◆ Document segment:

((

Bogdan Petrovich Yakimov (born 4 October 1994) is a Russian professional ice hockey centre. He is currently playing under contract with HC Dynamo Moscow in the Kontinental Hockey League (KHL). His National Hockey League (NHL) rights are held by the Edmonton Oilers.  Yakimov was selected 32nd overall by HC Neftekhimik Nizhnekamsk in the 2011 KHL Junior Draft, and was also selected by the Edmonton Oilers in the 3rd round (83rd overall) of the 2013 NHL Entry Draft.

Playing career
Leading up to the 2013 NHL Entry Draft, Yakimov was lauded as a top prospect who was Ranked 11th in the NHL Central Scouting Bureau's Final 2013 International Skater Rankings. whilst playing with Reaktor of the MHL, a junior affiliate, of HC Nizhnekamsk Neftekhimik.

After his first season in the Kontinental Hockey League with Neftekhimik, Yakimov was signed to a three-year entry level contract with the Edmonton Oilers on 5 August 2014.

On 28 July 2016, Yakimov was loaned by the Oilers to return for a third stint with HC Neftekhimik Nizhnekamsk of the KHL for the 2016–17 season.

))

◆ Problem a: Reproduce the passage on Bogdan Yakimov from "After his first" to "5 August 2014.", substituting "two-year" for "three-year".

◆ Supplied data:

((

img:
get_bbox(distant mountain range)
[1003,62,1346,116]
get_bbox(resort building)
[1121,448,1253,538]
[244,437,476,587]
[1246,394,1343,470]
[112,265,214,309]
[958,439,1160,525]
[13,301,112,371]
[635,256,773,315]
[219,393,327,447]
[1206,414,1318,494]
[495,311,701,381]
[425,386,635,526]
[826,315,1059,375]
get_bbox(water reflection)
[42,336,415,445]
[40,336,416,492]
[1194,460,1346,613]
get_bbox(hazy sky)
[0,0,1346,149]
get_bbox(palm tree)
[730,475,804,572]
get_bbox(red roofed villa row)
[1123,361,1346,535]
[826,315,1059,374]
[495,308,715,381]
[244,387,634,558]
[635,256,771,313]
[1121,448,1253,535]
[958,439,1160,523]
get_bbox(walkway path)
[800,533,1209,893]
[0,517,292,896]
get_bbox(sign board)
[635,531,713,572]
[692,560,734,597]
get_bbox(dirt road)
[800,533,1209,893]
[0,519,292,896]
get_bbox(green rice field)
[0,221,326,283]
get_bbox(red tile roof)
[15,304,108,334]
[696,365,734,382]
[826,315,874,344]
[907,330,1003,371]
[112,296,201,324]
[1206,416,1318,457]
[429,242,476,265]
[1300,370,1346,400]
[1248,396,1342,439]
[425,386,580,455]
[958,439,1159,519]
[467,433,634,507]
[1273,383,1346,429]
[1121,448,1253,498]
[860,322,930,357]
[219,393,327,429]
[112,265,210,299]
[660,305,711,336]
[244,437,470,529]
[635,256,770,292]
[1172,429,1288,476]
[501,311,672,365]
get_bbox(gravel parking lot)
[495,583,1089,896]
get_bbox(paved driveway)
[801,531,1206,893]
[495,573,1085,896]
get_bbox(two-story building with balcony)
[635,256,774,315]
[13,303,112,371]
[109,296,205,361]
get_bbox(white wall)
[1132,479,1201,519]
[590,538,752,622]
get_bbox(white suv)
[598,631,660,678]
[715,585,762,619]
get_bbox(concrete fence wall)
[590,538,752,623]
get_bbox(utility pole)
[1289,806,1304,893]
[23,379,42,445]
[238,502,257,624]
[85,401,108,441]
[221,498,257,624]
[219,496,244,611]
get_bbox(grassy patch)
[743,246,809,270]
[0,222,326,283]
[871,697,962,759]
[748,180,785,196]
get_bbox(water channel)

))

◆ Problem b: Output only the lines of the records from the line with "get_bbox(palm tree)" to the line with "[495,573,1085,896]" as a Markdown table with the columns Row and Line. Number each row and omit blank lines.

◆ Full solution a:
After his first season in the Kontinental Hockey League with Neftekhimik, Yakimov was signed to a two-year entry level contract with the Edmonton Oilers on 5 August 2014.

◆ Full solution b:
| Row | Line |
|---|---|
| 1 | get_bbox(palm tree) |
| 2 | [730,475,804,572] |
| 3 | get_bbox(red roofed villa row) |
| 4 | [1123,361,1346,535] |
| 5 | [826,315,1059,374] |
| 6 | [495,308,715,381] |
| 7 | [244,387,634,558] |
| 8 | [635,256,771,313] |
| 9 | [1121,448,1253,535] |
| 10 | [958,439,1160,523] |
| 11 | get_bbox(walkway path) |
| 12 | [800,533,1209,893] |
| 13 | [0,517,292,896] |
| 14 | get_bbox(sign board) |
| 15 | [635,531,713,572] |
| 16 | [692,560,734,597] |
| 17 | get_bbox(dirt road) |
| 18 | [800,533,1209,893] |
| 19 | [0,519,292,896] |
| 20 | get_bbox(green rice field) |
| 21 | [0,221,326,283] |
| 22 | get_bbox(red tile roof) |
| 23 | [15,304,108,334] |
| 24 | [696,365,734,382] |
| 25 | [826,315,874,344] |
| 26 | [907,330,1003,371] |
| 27 | [112,296,201,324] |
| 28 | [1206,416,1318,457] |
| 29 | [429,242,476,265] |
| 30 | [1300,370,1346,400] |
| 31 | [1248,396,1342,439] |
| 32 | [425,386,580,455] |
| 33 | [958,439,1159,519] |
| 34 | [467,433,634,507] |
| 35 | [1273,383,1346,429] |
| 36 | [1121,448,1253,498] |
| 37 | [860,322,930,357] |
| 38 | [219,393,327,429] |
| 39 | [112,265,210,299] |
| 40 | [660,305,711,336] |
| 41 | [244,437,470,529] |
| 42 | [635,256,770,292] |
| 43 | [1172,429,1288,476] |
| 44 | [501,311,672,365] |
| 45 | get_bbox(gravel parking lot) |
| 46 | [495,583,1089,896] |
| 47 | get_bbox(paved driveway) |
| 48 | [801,531,1206,893] |
| 49 | [495,573,1085,896] |